> **Prompt**
Omit the pictures, then write out every entry exactly as it reads.
=-=-=
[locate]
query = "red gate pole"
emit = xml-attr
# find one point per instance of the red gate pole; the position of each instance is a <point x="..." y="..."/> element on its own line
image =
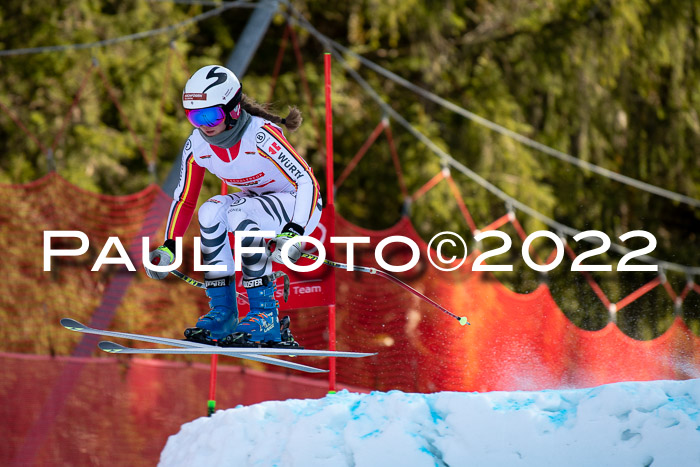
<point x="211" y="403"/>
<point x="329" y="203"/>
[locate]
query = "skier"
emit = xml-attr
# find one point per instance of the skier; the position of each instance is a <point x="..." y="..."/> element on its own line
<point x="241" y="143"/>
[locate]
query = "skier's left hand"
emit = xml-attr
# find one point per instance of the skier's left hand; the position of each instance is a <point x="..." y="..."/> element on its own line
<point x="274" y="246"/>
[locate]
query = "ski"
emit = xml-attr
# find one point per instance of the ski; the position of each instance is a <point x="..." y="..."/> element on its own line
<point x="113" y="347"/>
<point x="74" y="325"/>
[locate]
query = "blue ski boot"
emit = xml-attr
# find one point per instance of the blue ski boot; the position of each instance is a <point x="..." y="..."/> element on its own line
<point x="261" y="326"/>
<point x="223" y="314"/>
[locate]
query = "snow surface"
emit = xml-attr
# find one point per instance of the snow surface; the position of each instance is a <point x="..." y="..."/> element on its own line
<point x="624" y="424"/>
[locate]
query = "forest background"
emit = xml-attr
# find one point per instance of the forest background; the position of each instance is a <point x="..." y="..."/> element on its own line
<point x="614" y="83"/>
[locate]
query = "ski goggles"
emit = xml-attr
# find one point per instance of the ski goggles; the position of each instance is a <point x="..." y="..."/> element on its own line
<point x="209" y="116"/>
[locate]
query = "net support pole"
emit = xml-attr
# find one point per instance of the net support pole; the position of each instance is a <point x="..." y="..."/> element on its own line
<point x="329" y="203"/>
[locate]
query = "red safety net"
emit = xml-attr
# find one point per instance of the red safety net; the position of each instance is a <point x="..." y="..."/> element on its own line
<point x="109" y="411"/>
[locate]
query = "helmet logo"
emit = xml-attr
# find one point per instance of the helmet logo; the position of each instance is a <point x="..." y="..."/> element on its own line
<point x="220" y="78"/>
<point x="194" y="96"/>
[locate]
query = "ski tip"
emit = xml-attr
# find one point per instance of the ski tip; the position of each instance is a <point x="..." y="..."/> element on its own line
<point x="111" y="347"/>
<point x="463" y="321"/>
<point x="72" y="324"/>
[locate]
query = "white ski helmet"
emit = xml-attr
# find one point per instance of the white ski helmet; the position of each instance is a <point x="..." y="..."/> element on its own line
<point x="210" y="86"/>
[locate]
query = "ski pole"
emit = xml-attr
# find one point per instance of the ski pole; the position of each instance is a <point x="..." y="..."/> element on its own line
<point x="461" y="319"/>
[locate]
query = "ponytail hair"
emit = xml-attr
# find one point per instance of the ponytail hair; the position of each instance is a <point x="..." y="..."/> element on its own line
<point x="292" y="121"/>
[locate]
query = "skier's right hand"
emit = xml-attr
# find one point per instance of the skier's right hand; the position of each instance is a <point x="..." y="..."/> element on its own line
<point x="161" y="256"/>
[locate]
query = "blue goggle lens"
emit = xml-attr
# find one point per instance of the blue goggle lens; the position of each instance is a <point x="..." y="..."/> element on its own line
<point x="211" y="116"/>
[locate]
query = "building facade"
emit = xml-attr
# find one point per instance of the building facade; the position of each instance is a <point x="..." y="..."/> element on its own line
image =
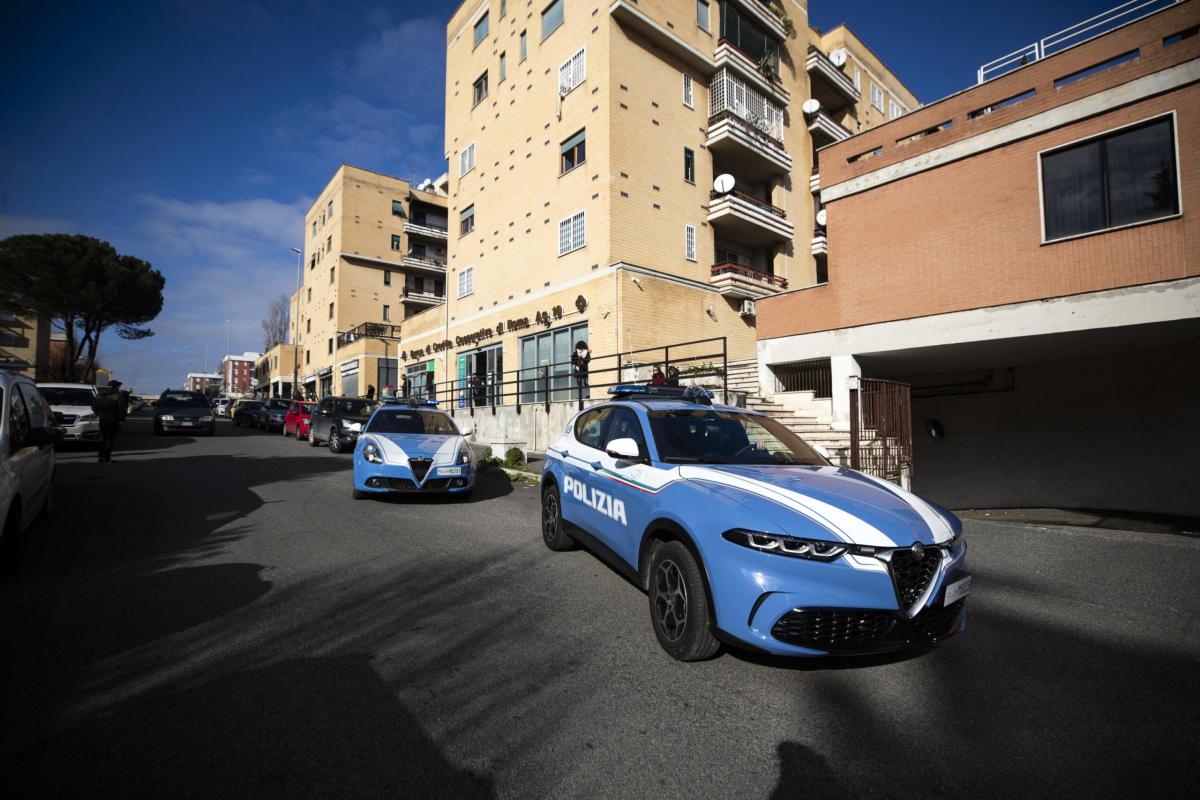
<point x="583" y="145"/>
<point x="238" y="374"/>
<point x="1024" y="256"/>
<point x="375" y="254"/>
=-=-=
> **Finished exercise**
[locate]
query = "red gate pole"
emit = xml-attr
# find one point per instance of the red gate pole; the position of each instance is a <point x="..." y="..."/> element on its own line
image =
<point x="211" y="403"/>
<point x="329" y="203"/>
[locate]
query = "skier"
emit = xml-attr
# find one point per instance of the skier; the position of each instance is a <point x="..." y="..."/> element on its own line
<point x="241" y="143"/>
[locate]
query = "skier's left hand"
emit = xml-attr
# find one point per instance of the skier's left hand; the position of each instance is a <point x="..." y="..."/> element on its own line
<point x="274" y="246"/>
[locate]
query = "ski"
emit = xml-attr
# find one point per instance of the ski; the position of each instance is a <point x="..." y="..."/> element on its own line
<point x="113" y="347"/>
<point x="74" y="325"/>
[locate]
query = "blue ski boot"
emit = xml-attr
# find one point per instance of the blue ski boot; the position of each instance is a <point x="..." y="..."/> element on its own line
<point x="261" y="326"/>
<point x="223" y="314"/>
[locate]
query = "snow surface"
emit = xml-attr
# find one point per instance of the snow surface; the position of each instance is a <point x="..." y="..."/> element on its own line
<point x="624" y="424"/>
[locate]
query = "forest background"
emit = xml-attr
# find one point per instance of the forest background; the position of each instance is a <point x="..." y="..."/> element on its own line
<point x="614" y="83"/>
[locate]
query = "ski goggles"
emit = xml-attr
# find one point per instance of the ski goggles; the position of each instance is a <point x="..." y="..."/> element on its own line
<point x="209" y="116"/>
[locate]
query = "net support pole"
emit = xml-attr
# find one point per instance of the net support pole; the position of each instance is a <point x="..." y="..."/> element on its own line
<point x="329" y="203"/>
[locate]
query = "red safety net"
emit = xml-attr
# find one point per instance of the red safety net; the position of each instance is a <point x="..." y="..."/> element on its own line
<point x="109" y="411"/>
[locate]
query = "helmet logo"
emit = xml-attr
# find one point per instance of the helmet logo; the position of each instance is a <point x="..." y="..."/> element on its own line
<point x="220" y="78"/>
<point x="194" y="96"/>
[locate]
query = "ski tip"
emit = xml-attr
# find one point per instance of the ski tip; the position of each instance is a <point x="..." y="..."/> element on its own line
<point x="111" y="347"/>
<point x="463" y="321"/>
<point x="72" y="324"/>
[locate]
query = "white ski helmet"
emit = xml-attr
# find one point per instance of the white ski helmet; the position of each instance is a <point x="..." y="..."/> element on its own line
<point x="210" y="86"/>
[locate]
query = "ski pole"
emit = xml-attr
# find one point per instance of the ski pole; the position of each instance is a <point x="..." y="..."/> element on its own line
<point x="461" y="319"/>
[locate]
query = "ponytail hair"
emit = xml-attr
# find one point per instance of the ponytail hair; the position of each instance is a <point x="..." y="..."/> element on its own line
<point x="292" y="121"/>
[locate]
query = "skier's right hand"
emit = xml-attr
# find one point per instance of the skier's right hand; the position of each instance is a <point x="..." y="..."/> element on its own line
<point x="161" y="256"/>
[locate]
query = "blue goggle lens"
emit = xml-attr
# find one point per instance of the blue goggle lens; the position of each instance is a <point x="..." y="..."/> element on its own line
<point x="211" y="116"/>
[locate]
query = "building facade"
emit = xml-attr
# find one point per instance of the building facade; the position of each instance is a <point x="..." y="..."/> element on its own line
image =
<point x="583" y="145"/>
<point x="238" y="374"/>
<point x="1024" y="256"/>
<point x="375" y="254"/>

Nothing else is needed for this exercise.